Helmut Kohl, che ebbe con i finanziamenti illeciti alla Cdu più o meno gli stessi guai di Craxi, in Germania è sempre stato considerato uno statista. Lo dice uno come il sottoscritto, che ebbe con Craxi rapporti alterni. All’inizio mi soprannominò «raccoglitore di cicche», perché nel massimo fulgore del craxismo mi aggiravo tra gli esponenti del Psi alla ricerca della battuta di qualche eretico. Quando gli raccontarono che ascoltavo le riunioni della direzione socialista dai tubi dell’aria condizionata nel bagno delle donne, al terzo piano della sede di via del Corso, fece erigere un parapetto per impedirmelo. Augusto Minzolini. il Giornale.

Il Popolo dell’Onestà era nato dalle ceneri di altri movimenti finiti male. Nuovo nome, nuovi capi. Eppure continuava a sentire il vento della storia dalla propria parte; e non sempre i militanti sapevano trattenersi. Così ora l’ex senatore Nardi subiva il trattamento dei baroni universitari nel Sessantotto. O dei mandarini del regime cinese umiliati dalle guardie rosse, nei giorni più duri della Rivoluzione culturale, con i berretti d’asino e tutto. Aldo Cazzullo e Fabrizio Roncone, Peccati immortali. Mondadori, 2019.

La storia di Sergio Saviane è la storia di un provinciale che, sbarcando nella metropoli scafata e viziosa, si trova di fronte a un bivio psicologico, oltre che esistenziale: o si adegua, diventa più scafato degli scafati, un iper paraculo, oppure si risolve a essere uno sradicato radicale, a vivere della sua solitudine. Così, Saviane trasformò la sua estraneità in orgoglio, la sua incompatibilità in un unicum. Anzi a me sorprese vederlo, a un certo punto, partecipare al Costanzo Show, che era qualcosa di incompatibile per i suoi standard, il genere di intrattenimento contro il quale si scagliava. Mah, sarà stato un eccesso di solitudine da combattere. Massimo Del Papa, Il rompicoglioni. Alberto Liberali editore, 2014.

Discussioni in Paradiso. «Comunque», dice Fanfani, «questo Conte, vista la pochezza degli uomini in circolazione, avrebbe dovuto fare come me». «Tu hai fatto molta confusione...», bisbiglia Andreotti. «Ancora con queste bischerate!», ribatte Fanfani. «Dicevo che Conte avrebbe dovuto seguire il mio esempio: farsi nominare Segretario del Movimento Cinque Stelle, Premier e Ministro degli Esteri». «Però con i pieni poteri, come chiedeva Salvini per sé, ci si fa male. Anzi, ti fanno male, soprattutto dagli Stati Uniti», rintuzza Andreotti, «specie se non sei allineato con loro. E lo so bene io, con lo scherzetto che mi combinarono. Non ho mai capito se Cia o Fbi, ma ci sono voluti dieci anni per venirne fuori». Luigi Bisignani. il Tempo.
====
• [ESERCIZI PROPOSTI]:
[1] Secondo il brano, da che cosa era nato il Popolo dell'Onestà?
[2] Per favore, trascrivi il brano dalle parole "La storia di Sergio" fino alle parole "Liberali editore, 2014." comprese.

• [MATERIALE DI PARTENZA]:
====
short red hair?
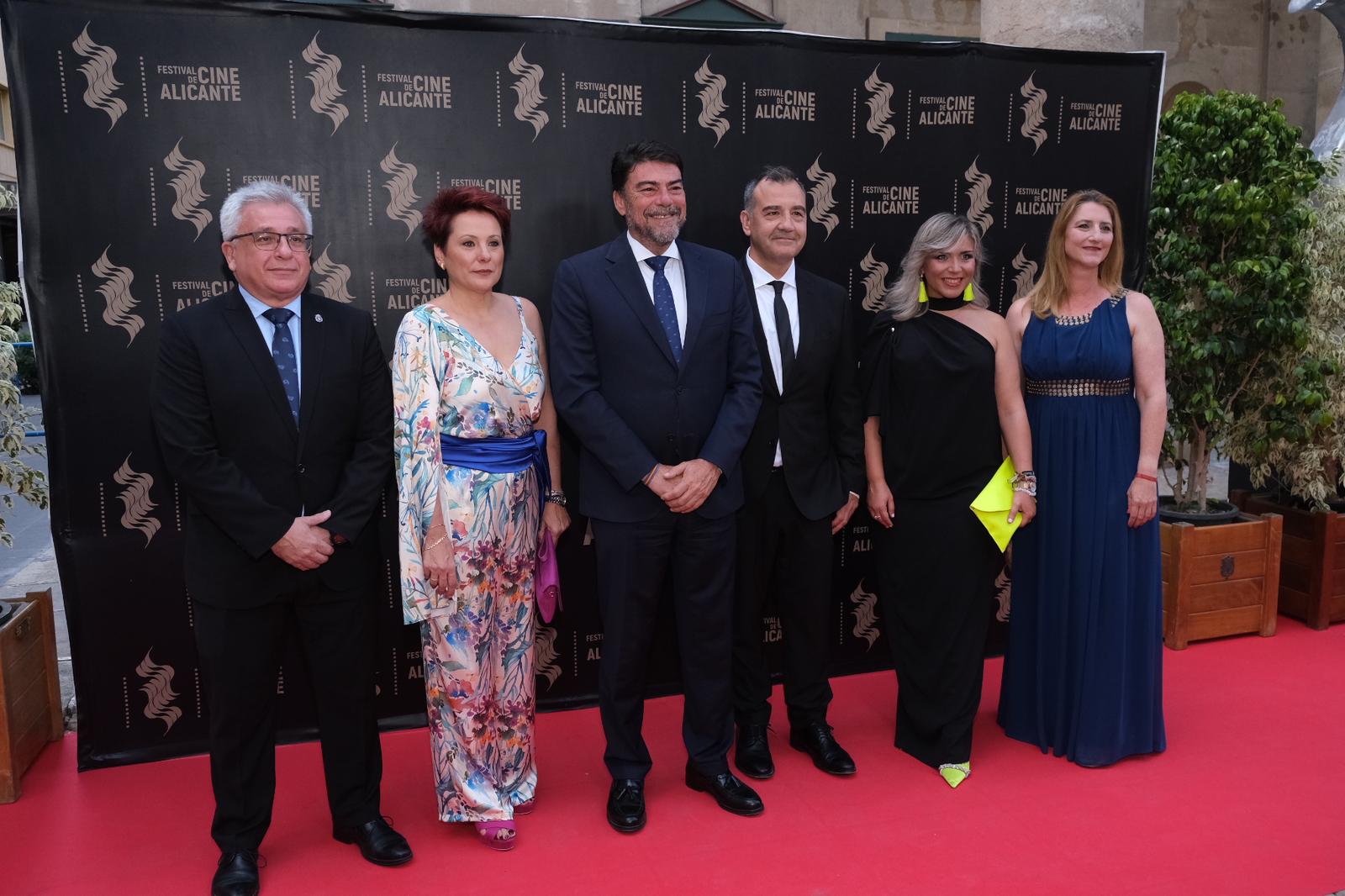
====
• [RISPOSTE DATE]:
[1] Dalle ceneri di altri movimenti finiti male.

[2]
La storia di Sergio Saviane è la storia di un provinciale che, sbarcando nella metropoli scafata e viziosa, si trova di fronte a un bivio psicologico, oltre che esistenziale: o si adegua, diventa più scafato degli scafati, un iper paraculo, oppure si risolve a essere uno sradicato radicale, a vivere della sua solitudine. Così, Saviane trasformò la sua estraneità in orgoglio, la sua incompatibilità in un unicum. Anzi a me sorprese vederlo, a un certo punto, partecipare al Costanzo Show, che era qualcosa di incompatibile per i suoi standard, il genere di intrattenimento contro il quale si scagliava. Mah, sarà stato un eccesso di solitudine da combattere. Massimo Del Papa, Il rompicoglioni. Alberto Liberali editore, 2014.